What is expected: Output the line with "The task requires interacting with the striped" and every line below it until the listing ends, exactly as written and with nothing added.

The data:
**********

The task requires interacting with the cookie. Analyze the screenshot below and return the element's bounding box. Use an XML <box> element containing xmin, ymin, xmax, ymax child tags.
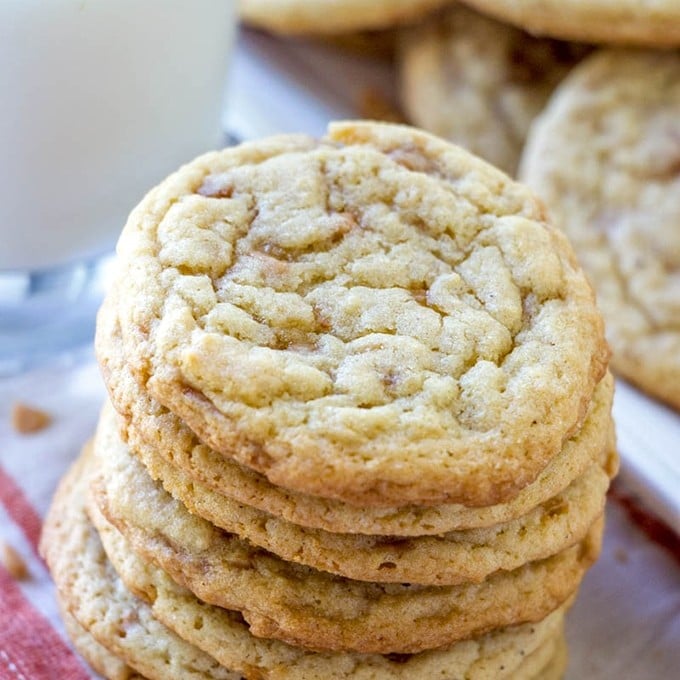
<box><xmin>90</xmin><ymin>495</ymin><xmax>571</xmax><ymax>680</ymax></box>
<box><xmin>520</xmin><ymin>49</ymin><xmax>680</xmax><ymax>411</ymax></box>
<box><xmin>459</xmin><ymin>0</ymin><xmax>680</xmax><ymax>46</ymax></box>
<box><xmin>398</xmin><ymin>5</ymin><xmax>589</xmax><ymax>175</ymax></box>
<box><xmin>61</xmin><ymin>607</ymin><xmax>145</xmax><ymax>680</ymax></box>
<box><xmin>239</xmin><ymin>0</ymin><xmax>455</xmax><ymax>35</ymax></box>
<box><xmin>540</xmin><ymin>635</ymin><xmax>567</xmax><ymax>680</ymax></box>
<box><xmin>95</xmin><ymin>403</ymin><xmax>612</xmax><ymax>586</ymax></box>
<box><xmin>109</xmin><ymin>120</ymin><xmax>608</xmax><ymax>507</ymax></box>
<box><xmin>39</xmin><ymin>452</ymin><xmax>240</xmax><ymax>680</ymax></box>
<box><xmin>98</xmin><ymin>298</ymin><xmax>615</xmax><ymax>536</ymax></box>
<box><xmin>44</xmin><ymin>446</ymin><xmax>570</xmax><ymax>680</ymax></box>
<box><xmin>90</xmin><ymin>420</ymin><xmax>603</xmax><ymax>654</ymax></box>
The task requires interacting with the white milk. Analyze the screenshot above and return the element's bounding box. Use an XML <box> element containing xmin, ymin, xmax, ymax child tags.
<box><xmin>0</xmin><ymin>0</ymin><xmax>236</xmax><ymax>271</ymax></box>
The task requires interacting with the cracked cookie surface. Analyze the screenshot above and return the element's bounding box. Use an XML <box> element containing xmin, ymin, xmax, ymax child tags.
<box><xmin>61</xmin><ymin>607</ymin><xmax>147</xmax><ymax>680</ymax></box>
<box><xmin>399</xmin><ymin>5</ymin><xmax>589</xmax><ymax>175</ymax></box>
<box><xmin>521</xmin><ymin>49</ymin><xmax>680</xmax><ymax>410</ymax></box>
<box><xmin>460</xmin><ymin>0</ymin><xmax>680</xmax><ymax>46</ymax></box>
<box><xmin>111</xmin><ymin>121</ymin><xmax>608</xmax><ymax>507</ymax></box>
<box><xmin>98</xmin><ymin>298</ymin><xmax>615</xmax><ymax>536</ymax></box>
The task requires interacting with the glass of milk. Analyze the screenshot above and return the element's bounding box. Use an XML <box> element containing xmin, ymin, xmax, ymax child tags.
<box><xmin>0</xmin><ymin>0</ymin><xmax>236</xmax><ymax>373</ymax></box>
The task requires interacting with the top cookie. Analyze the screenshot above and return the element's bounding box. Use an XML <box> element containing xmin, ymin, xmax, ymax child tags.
<box><xmin>399</xmin><ymin>5</ymin><xmax>589</xmax><ymax>175</ymax></box>
<box><xmin>111</xmin><ymin>120</ymin><xmax>608</xmax><ymax>507</ymax></box>
<box><xmin>460</xmin><ymin>0</ymin><xmax>680</xmax><ymax>47</ymax></box>
<box><xmin>239</xmin><ymin>0</ymin><xmax>455</xmax><ymax>35</ymax></box>
<box><xmin>520</xmin><ymin>49</ymin><xmax>680</xmax><ymax>411</ymax></box>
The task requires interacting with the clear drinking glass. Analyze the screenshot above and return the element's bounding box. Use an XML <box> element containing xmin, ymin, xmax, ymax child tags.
<box><xmin>0</xmin><ymin>0</ymin><xmax>237</xmax><ymax>374</ymax></box>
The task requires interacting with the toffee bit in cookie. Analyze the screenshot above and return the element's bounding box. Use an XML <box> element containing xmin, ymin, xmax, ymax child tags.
<box><xmin>11</xmin><ymin>401</ymin><xmax>52</xmax><ymax>434</ymax></box>
<box><xmin>1</xmin><ymin>541</ymin><xmax>29</xmax><ymax>580</ymax></box>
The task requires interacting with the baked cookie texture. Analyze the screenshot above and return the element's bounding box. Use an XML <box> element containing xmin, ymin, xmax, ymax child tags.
<box><xmin>459</xmin><ymin>0</ymin><xmax>680</xmax><ymax>47</ymax></box>
<box><xmin>45</xmin><ymin>447</ymin><xmax>570</xmax><ymax>680</ymax></box>
<box><xmin>89</xmin><ymin>417</ymin><xmax>603</xmax><ymax>655</ymax></box>
<box><xmin>91</xmin><ymin>490</ymin><xmax>571</xmax><ymax>680</ymax></box>
<box><xmin>239</xmin><ymin>0</ymin><xmax>455</xmax><ymax>35</ymax></box>
<box><xmin>398</xmin><ymin>5</ymin><xmax>589</xmax><ymax>175</ymax></box>
<box><xmin>110</xmin><ymin>121</ymin><xmax>608</xmax><ymax>508</ymax></box>
<box><xmin>520</xmin><ymin>49</ymin><xmax>680</xmax><ymax>411</ymax></box>
<box><xmin>61</xmin><ymin>608</ymin><xmax>146</xmax><ymax>680</ymax></box>
<box><xmin>96</xmin><ymin>400</ymin><xmax>613</xmax><ymax>587</ymax></box>
<box><xmin>40</xmin><ymin>454</ymin><xmax>241</xmax><ymax>680</ymax></box>
<box><xmin>309</xmin><ymin>29</ymin><xmax>397</xmax><ymax>61</ymax></box>
<box><xmin>43</xmin><ymin>120</ymin><xmax>615</xmax><ymax>679</ymax></box>
<box><xmin>97</xmin><ymin>297</ymin><xmax>616</xmax><ymax>536</ymax></box>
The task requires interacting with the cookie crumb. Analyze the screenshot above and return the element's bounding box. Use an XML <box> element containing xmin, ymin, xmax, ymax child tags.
<box><xmin>11</xmin><ymin>402</ymin><xmax>52</xmax><ymax>434</ymax></box>
<box><xmin>1</xmin><ymin>542</ymin><xmax>29</xmax><ymax>580</ymax></box>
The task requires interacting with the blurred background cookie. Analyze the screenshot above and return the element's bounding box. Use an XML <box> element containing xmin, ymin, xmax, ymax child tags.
<box><xmin>521</xmin><ymin>49</ymin><xmax>680</xmax><ymax>411</ymax></box>
<box><xmin>398</xmin><ymin>5</ymin><xmax>589</xmax><ymax>175</ymax></box>
<box><xmin>239</xmin><ymin>0</ymin><xmax>456</xmax><ymax>35</ymax></box>
<box><xmin>459</xmin><ymin>0</ymin><xmax>680</xmax><ymax>46</ymax></box>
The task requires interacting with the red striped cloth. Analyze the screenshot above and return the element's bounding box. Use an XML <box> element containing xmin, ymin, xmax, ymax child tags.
<box><xmin>0</xmin><ymin>464</ymin><xmax>44</xmax><ymax>559</ymax></box>
<box><xmin>0</xmin><ymin>568</ymin><xmax>89</xmax><ymax>680</ymax></box>
<box><xmin>0</xmin><ymin>359</ymin><xmax>104</xmax><ymax>680</ymax></box>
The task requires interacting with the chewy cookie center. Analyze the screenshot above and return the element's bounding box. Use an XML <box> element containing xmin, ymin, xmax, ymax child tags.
<box><xmin>155</xmin><ymin>141</ymin><xmax>561</xmax><ymax>422</ymax></box>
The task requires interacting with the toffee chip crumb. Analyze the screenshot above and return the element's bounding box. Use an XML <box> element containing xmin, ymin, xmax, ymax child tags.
<box><xmin>1</xmin><ymin>541</ymin><xmax>29</xmax><ymax>580</ymax></box>
<box><xmin>11</xmin><ymin>402</ymin><xmax>52</xmax><ymax>434</ymax></box>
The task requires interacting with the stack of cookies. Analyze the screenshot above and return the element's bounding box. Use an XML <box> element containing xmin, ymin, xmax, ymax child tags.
<box><xmin>42</xmin><ymin>121</ymin><xmax>617</xmax><ymax>679</ymax></box>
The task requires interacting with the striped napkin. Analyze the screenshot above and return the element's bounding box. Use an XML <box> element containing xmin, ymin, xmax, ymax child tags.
<box><xmin>0</xmin><ymin>354</ymin><xmax>103</xmax><ymax>680</ymax></box>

**********

Written reply:
The task requires interacting with the striped napkin. Analyze the screenshot above and return the element's bounding box. Use an XML <box> element containing xmin, ymin, xmax, ymax child tags.
<box><xmin>0</xmin><ymin>354</ymin><xmax>103</xmax><ymax>680</ymax></box>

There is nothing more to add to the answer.